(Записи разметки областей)
════════════════
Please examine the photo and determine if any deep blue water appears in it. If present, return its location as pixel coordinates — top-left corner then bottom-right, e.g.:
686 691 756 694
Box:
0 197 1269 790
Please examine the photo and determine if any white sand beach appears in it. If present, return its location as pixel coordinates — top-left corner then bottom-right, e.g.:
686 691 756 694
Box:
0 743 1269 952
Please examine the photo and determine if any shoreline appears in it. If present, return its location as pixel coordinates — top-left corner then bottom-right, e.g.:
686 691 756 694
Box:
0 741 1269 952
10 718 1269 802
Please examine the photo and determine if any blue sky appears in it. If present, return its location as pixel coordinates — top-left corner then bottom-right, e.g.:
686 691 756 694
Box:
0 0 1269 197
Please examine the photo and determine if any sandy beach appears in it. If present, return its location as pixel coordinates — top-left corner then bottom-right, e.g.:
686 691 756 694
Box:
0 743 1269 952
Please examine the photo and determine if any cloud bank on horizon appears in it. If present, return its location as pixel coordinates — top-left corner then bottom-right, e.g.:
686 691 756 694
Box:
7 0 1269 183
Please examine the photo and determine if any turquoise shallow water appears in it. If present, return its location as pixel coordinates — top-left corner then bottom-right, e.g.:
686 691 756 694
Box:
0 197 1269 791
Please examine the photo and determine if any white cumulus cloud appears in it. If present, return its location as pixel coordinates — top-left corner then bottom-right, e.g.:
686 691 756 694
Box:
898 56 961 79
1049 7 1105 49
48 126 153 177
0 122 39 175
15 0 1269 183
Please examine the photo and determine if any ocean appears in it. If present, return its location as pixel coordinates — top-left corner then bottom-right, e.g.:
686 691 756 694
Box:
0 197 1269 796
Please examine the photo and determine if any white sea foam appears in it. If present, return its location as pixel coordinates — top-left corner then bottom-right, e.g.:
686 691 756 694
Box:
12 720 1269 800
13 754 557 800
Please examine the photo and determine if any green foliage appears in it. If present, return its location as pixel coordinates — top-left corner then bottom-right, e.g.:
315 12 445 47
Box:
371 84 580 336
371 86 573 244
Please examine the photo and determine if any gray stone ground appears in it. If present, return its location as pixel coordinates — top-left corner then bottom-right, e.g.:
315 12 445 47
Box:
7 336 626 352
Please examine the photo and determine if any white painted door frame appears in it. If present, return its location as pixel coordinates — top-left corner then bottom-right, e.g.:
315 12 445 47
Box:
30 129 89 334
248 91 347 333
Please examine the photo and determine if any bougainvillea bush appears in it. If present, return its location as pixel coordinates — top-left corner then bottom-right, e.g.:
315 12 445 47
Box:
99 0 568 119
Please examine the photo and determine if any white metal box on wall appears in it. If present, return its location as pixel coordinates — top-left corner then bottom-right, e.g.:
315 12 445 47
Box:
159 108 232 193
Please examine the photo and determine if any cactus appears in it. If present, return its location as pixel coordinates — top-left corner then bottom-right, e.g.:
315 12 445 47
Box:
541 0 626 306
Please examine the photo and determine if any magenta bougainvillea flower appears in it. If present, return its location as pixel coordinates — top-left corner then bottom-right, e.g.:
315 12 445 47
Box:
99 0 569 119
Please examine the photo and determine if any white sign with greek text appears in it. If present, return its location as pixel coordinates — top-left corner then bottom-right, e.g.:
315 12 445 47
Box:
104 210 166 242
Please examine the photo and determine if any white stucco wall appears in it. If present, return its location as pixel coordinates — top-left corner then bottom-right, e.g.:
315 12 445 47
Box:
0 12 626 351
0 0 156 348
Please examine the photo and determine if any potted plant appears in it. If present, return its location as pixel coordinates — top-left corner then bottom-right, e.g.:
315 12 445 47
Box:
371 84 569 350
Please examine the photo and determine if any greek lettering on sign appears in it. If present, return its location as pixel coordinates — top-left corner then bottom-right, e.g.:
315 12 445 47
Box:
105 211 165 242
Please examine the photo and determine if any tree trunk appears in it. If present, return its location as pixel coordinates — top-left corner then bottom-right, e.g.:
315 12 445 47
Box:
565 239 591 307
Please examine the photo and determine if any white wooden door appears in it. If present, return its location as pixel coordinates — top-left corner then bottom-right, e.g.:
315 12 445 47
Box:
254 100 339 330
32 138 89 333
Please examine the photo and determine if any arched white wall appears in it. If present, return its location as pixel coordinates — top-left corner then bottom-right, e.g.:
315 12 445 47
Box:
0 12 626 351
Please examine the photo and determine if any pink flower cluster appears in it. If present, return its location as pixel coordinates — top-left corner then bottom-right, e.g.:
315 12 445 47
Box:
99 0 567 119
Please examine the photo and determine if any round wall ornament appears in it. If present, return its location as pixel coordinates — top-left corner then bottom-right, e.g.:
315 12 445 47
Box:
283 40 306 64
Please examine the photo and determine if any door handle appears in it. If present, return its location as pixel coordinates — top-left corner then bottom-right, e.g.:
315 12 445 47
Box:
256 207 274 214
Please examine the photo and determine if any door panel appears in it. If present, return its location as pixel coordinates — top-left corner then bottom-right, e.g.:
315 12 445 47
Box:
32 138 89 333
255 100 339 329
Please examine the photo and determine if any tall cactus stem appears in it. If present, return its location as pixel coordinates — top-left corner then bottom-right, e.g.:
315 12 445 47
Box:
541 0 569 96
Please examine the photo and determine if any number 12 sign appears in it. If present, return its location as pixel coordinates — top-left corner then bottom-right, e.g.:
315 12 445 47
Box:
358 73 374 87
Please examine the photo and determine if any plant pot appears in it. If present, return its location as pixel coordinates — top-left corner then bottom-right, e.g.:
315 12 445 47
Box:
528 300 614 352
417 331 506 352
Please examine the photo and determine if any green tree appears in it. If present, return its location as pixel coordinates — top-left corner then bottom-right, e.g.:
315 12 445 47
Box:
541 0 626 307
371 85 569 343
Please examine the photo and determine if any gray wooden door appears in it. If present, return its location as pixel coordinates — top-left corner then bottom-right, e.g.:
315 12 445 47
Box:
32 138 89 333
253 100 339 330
════════════════
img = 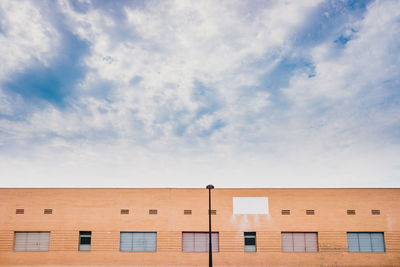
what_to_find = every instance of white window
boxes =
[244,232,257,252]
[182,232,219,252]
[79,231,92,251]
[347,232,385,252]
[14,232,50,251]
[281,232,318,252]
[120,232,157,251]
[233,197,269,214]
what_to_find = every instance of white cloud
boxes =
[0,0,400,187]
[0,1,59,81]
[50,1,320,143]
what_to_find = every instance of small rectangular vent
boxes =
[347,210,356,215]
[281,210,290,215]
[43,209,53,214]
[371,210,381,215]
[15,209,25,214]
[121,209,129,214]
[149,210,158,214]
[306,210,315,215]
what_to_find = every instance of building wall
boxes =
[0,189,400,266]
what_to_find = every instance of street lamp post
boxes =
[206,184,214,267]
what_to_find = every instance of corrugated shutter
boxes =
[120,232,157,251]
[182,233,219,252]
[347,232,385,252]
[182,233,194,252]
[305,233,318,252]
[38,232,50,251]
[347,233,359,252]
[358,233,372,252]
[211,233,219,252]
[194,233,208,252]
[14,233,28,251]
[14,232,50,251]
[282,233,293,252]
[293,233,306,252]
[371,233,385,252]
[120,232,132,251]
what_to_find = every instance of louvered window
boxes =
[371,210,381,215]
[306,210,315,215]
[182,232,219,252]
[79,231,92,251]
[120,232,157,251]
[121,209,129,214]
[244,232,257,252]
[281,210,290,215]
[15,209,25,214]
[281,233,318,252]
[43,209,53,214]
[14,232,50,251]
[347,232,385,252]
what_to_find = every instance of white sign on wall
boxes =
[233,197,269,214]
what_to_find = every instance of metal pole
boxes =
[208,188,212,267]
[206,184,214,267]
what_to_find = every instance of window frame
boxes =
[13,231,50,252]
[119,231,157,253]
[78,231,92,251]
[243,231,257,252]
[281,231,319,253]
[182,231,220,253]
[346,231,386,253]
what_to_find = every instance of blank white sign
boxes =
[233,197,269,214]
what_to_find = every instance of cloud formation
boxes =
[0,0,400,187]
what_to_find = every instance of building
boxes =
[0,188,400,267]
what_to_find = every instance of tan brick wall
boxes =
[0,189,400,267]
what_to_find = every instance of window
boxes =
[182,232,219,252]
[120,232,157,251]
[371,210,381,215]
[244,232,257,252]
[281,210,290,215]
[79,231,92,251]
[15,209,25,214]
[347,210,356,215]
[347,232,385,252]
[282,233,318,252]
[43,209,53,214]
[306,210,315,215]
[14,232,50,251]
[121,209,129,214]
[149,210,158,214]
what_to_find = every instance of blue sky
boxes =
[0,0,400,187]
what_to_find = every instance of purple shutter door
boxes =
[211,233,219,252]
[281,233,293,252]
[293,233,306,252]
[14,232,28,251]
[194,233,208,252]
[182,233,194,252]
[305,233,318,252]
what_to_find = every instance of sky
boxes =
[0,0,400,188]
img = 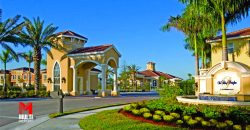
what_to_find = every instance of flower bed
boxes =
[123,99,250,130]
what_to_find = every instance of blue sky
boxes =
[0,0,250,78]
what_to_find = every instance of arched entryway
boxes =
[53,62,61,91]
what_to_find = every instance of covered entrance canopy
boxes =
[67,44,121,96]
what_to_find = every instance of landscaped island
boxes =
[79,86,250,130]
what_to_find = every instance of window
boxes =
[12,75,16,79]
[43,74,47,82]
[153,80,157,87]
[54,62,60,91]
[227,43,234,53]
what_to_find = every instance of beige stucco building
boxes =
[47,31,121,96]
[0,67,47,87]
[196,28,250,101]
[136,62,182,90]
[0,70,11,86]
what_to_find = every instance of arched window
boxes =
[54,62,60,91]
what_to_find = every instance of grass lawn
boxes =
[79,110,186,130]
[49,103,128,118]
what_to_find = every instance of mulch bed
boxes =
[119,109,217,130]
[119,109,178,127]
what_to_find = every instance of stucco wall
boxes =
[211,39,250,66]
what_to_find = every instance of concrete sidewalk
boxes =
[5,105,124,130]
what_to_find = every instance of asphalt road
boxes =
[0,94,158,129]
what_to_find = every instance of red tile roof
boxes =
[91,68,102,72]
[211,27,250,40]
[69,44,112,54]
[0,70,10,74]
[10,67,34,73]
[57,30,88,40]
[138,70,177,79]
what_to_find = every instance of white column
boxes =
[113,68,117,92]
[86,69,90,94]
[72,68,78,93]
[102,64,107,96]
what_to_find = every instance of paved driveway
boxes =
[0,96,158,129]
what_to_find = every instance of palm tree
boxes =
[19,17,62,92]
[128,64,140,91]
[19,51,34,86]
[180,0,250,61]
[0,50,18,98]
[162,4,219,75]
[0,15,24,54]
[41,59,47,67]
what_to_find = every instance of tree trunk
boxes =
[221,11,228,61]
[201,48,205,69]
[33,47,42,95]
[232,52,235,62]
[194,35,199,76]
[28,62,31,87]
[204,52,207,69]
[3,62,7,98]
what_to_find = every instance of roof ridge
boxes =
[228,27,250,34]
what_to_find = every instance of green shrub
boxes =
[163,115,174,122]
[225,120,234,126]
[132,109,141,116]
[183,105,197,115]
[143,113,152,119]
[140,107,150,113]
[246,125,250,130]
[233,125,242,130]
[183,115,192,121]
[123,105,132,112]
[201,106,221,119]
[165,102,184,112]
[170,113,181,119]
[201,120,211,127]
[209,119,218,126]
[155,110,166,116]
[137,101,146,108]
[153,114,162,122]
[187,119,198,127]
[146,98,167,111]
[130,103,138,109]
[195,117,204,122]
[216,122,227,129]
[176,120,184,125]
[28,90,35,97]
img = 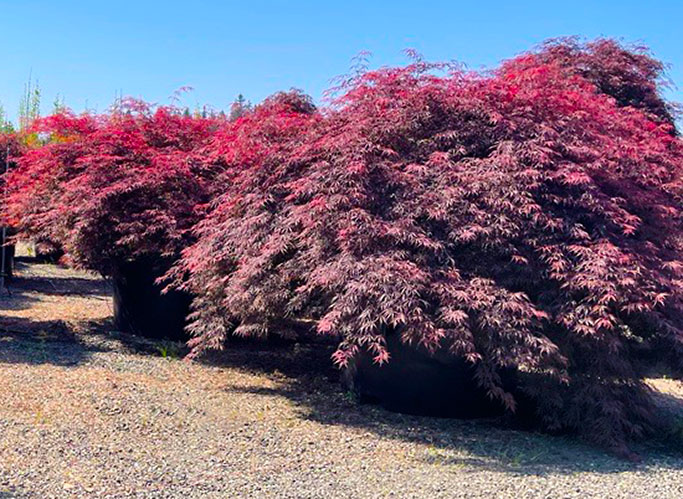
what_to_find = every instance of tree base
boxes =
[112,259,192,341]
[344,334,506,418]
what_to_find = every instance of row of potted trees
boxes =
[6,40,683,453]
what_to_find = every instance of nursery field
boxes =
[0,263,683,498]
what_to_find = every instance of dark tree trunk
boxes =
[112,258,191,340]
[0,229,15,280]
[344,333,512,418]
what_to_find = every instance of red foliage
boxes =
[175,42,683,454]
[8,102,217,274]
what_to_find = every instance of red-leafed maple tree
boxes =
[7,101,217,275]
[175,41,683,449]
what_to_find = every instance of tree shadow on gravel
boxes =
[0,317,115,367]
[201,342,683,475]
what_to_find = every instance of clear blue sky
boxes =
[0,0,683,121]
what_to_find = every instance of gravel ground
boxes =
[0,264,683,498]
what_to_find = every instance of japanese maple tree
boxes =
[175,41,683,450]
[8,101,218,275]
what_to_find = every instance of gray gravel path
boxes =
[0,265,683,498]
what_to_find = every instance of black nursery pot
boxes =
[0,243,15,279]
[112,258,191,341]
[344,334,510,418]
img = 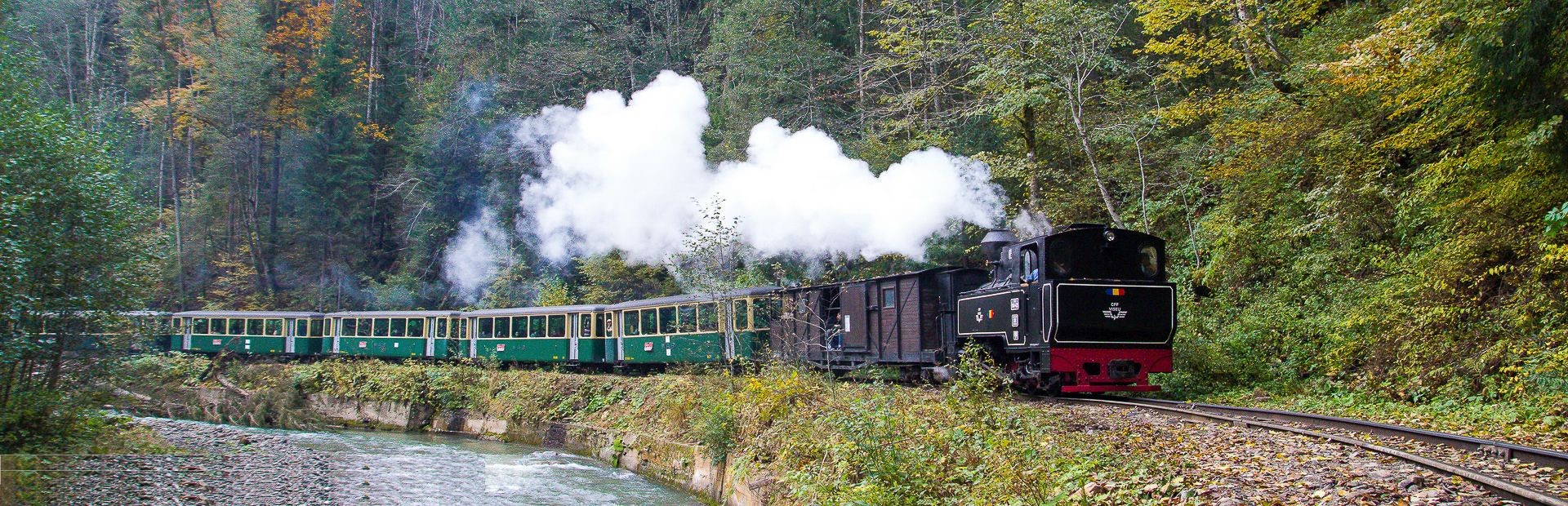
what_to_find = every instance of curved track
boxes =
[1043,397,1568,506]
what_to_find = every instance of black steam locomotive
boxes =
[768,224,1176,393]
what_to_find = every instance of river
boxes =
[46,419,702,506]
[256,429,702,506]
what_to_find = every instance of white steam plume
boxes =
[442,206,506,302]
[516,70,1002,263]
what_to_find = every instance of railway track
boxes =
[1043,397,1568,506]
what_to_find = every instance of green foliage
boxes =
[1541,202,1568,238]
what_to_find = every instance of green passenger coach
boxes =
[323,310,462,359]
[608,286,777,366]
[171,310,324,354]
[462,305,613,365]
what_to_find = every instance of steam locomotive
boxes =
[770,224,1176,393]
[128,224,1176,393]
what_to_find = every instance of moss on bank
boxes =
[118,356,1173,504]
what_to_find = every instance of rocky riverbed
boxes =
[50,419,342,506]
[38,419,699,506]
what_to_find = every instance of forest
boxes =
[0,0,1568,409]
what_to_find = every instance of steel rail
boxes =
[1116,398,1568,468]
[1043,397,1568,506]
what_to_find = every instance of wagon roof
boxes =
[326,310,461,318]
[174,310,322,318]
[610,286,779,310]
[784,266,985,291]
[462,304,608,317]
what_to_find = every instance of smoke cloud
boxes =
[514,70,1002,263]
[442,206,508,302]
════════════════
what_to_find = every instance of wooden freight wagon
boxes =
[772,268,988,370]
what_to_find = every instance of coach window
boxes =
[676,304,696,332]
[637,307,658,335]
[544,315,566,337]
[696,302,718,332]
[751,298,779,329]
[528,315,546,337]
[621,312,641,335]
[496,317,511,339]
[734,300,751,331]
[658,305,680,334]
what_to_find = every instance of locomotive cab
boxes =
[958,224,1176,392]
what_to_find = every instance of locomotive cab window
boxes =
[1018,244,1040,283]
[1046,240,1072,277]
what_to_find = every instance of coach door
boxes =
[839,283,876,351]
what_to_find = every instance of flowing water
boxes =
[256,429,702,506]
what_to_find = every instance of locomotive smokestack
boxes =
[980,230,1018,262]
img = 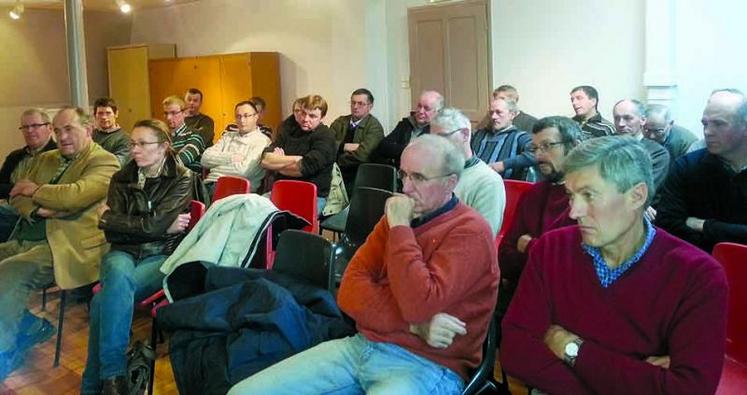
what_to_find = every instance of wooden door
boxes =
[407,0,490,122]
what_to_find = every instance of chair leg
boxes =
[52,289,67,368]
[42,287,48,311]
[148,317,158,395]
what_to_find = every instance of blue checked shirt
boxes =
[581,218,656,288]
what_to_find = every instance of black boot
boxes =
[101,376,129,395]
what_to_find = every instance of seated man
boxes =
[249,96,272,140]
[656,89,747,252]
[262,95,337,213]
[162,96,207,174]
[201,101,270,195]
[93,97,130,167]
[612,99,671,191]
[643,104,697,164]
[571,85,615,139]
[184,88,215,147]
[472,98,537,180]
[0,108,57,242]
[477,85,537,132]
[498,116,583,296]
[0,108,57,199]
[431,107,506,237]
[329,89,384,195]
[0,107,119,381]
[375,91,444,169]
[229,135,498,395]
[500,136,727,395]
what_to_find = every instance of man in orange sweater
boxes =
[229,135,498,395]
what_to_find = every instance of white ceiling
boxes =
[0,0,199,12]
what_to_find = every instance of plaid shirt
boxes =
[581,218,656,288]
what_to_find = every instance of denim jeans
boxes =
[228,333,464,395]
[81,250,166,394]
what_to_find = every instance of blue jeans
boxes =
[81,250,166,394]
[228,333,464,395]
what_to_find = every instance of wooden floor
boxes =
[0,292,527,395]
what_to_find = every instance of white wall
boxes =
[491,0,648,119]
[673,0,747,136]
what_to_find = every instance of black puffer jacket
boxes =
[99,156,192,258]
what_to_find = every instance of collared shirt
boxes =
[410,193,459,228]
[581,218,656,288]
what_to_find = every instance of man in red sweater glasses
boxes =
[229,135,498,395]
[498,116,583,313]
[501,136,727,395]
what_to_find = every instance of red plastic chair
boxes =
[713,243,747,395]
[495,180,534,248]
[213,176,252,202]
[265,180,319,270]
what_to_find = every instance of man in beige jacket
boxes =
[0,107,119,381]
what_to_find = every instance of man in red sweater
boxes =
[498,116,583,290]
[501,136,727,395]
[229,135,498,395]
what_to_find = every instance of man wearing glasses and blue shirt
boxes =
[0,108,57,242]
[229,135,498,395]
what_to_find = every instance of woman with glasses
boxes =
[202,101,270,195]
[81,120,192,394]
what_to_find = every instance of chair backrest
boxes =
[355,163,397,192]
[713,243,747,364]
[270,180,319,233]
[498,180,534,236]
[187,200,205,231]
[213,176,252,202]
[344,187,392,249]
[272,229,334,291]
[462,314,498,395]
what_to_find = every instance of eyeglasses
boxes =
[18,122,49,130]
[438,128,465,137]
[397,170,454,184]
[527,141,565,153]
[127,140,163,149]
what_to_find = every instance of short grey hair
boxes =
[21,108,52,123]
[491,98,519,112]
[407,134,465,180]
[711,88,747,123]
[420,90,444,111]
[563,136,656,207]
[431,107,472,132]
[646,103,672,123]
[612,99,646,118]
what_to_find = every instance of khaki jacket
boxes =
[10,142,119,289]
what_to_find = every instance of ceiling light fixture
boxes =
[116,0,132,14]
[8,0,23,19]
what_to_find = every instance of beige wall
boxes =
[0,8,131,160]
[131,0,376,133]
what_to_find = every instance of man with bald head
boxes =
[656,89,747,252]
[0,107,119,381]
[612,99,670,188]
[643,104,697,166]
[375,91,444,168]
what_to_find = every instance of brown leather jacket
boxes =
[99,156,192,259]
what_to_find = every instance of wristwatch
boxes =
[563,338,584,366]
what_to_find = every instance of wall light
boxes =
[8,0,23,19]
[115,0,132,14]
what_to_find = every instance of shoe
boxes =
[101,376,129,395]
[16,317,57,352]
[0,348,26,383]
════════════════
Скопируйте без изменений фрагмент записей от строки, содержащей «Please examine the photo and determine if any greek», до строки, содержащей «105 211 165 242», включая обе эти строки.

## Решение задания
Please examine the photo and determine if any greek lettering on sign appears in it. If present, return its location as pixel coordinates — top-left corner then bottom-right, e.g.:
315 12 445 47
Box:
105 211 165 242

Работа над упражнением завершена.